*YOUR GOAL*.
Would you print the full listing word for word?

*INPUT MATERIAL*.
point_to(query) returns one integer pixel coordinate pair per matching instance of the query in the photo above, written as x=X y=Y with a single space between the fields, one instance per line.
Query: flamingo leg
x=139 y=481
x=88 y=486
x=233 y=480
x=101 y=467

*EXERCISE RESPONSE*.
point_to(query) returns one integer pixel coordinate pair per matching instance of the query in the photo above, written as x=X y=Y with a single space between the fields, one instance per line.
Query: flamingo leg
x=139 y=481
x=88 y=486
x=233 y=480
x=101 y=467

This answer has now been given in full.